* [STORED DATA]

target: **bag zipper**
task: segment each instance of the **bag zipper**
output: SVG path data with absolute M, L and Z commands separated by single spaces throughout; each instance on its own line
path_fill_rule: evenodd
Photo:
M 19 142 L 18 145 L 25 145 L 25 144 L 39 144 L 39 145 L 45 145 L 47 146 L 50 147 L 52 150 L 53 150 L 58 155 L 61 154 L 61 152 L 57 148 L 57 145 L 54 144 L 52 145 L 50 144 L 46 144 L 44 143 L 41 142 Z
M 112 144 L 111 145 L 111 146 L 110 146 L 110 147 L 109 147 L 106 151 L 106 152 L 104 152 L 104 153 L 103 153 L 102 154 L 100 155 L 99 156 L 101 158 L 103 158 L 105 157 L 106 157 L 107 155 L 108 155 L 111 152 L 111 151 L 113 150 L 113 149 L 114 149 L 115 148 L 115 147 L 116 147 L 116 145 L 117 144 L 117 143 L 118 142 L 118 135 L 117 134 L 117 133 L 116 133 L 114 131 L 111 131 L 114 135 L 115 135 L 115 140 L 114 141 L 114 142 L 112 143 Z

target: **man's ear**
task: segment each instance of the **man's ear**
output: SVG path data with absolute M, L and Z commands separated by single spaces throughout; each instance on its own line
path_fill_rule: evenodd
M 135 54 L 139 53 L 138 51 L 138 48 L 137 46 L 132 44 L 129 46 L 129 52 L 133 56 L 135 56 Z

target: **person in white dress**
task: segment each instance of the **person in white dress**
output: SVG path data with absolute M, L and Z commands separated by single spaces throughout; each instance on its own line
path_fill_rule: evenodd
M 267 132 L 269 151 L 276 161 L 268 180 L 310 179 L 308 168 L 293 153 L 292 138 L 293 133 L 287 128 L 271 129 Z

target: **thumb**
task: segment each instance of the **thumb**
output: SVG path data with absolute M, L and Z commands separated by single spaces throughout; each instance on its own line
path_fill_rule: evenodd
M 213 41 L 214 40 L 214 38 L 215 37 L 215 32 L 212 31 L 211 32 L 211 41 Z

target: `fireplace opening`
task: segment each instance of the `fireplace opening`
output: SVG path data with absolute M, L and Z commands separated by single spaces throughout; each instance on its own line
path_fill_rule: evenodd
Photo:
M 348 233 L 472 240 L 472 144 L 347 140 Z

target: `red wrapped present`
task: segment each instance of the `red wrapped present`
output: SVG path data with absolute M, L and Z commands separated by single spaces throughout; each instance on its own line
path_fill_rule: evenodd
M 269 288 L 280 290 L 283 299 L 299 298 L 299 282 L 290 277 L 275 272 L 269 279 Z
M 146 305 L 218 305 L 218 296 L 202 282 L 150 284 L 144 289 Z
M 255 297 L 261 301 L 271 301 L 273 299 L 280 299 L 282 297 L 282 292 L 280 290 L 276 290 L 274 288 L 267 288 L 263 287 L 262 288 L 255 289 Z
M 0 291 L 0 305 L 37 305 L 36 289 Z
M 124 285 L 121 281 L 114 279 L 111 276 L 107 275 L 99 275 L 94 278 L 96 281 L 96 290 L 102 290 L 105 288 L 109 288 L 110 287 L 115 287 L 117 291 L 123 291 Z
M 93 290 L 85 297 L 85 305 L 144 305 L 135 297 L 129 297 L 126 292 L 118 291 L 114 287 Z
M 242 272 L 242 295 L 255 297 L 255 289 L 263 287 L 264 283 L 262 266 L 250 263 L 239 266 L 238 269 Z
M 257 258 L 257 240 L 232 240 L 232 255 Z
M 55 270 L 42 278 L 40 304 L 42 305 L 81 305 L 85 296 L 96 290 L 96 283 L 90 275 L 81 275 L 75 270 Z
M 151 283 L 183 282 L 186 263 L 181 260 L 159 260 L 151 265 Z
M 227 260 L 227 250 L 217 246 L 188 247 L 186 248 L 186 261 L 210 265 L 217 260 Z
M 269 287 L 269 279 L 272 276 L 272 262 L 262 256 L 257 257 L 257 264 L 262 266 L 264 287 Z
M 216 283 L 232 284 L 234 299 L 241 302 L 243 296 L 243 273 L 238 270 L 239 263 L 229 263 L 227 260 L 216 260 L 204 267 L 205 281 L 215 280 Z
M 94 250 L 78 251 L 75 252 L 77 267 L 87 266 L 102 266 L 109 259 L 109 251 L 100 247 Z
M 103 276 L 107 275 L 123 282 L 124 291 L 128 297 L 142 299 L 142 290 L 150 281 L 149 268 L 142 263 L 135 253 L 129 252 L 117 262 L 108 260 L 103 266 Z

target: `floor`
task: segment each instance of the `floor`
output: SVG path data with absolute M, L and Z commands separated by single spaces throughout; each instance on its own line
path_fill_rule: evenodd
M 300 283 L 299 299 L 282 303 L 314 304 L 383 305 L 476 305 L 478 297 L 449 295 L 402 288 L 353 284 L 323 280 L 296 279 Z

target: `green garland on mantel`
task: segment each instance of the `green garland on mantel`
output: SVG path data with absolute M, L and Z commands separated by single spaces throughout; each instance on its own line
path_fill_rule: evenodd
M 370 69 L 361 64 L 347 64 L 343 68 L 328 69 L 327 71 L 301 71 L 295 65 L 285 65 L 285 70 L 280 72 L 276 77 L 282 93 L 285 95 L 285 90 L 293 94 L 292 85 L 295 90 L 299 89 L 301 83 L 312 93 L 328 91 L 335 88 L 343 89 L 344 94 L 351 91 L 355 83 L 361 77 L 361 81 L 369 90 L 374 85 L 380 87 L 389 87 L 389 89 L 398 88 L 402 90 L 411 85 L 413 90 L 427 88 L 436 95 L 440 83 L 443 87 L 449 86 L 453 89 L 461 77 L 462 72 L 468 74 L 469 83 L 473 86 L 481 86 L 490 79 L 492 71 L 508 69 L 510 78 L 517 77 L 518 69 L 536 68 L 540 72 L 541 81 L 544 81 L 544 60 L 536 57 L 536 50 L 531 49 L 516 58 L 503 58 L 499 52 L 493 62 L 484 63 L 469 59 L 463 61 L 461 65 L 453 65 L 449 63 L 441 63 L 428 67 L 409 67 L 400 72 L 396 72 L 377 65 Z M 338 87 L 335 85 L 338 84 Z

* [TASK OBJECTIVE] Shift the outline coordinates by 108 across the entries in the part that opens with the line containing "target: **thumb**" and closes with the line containing "M 348 233 L 472 240 L 472 144 L 347 140 Z". Write that part out again in full, adding 108 to every coordinate in the path data and leaving all other lines as they are.

* [RESPONSE FOR THIS EXERCISE]
target: **thumb**
task: segment each instance of the **thumb**
output: SVG path data with absolute M, L and Z commands separated by single spaces throughout; each instance on its own line
path_fill_rule: evenodd
M 321 149 L 322 148 L 322 146 L 323 145 L 323 140 L 320 139 L 319 140 L 319 149 Z

target: `fireplace opening`
task: segment each instance of the `fireplace opening`
output: SVG path data with absolute M, L and Z commands separated by single spaces throughout; each instance on its own line
path_fill_rule: evenodd
Photo:
M 456 341 L 580 348 L 580 252 L 455 248 Z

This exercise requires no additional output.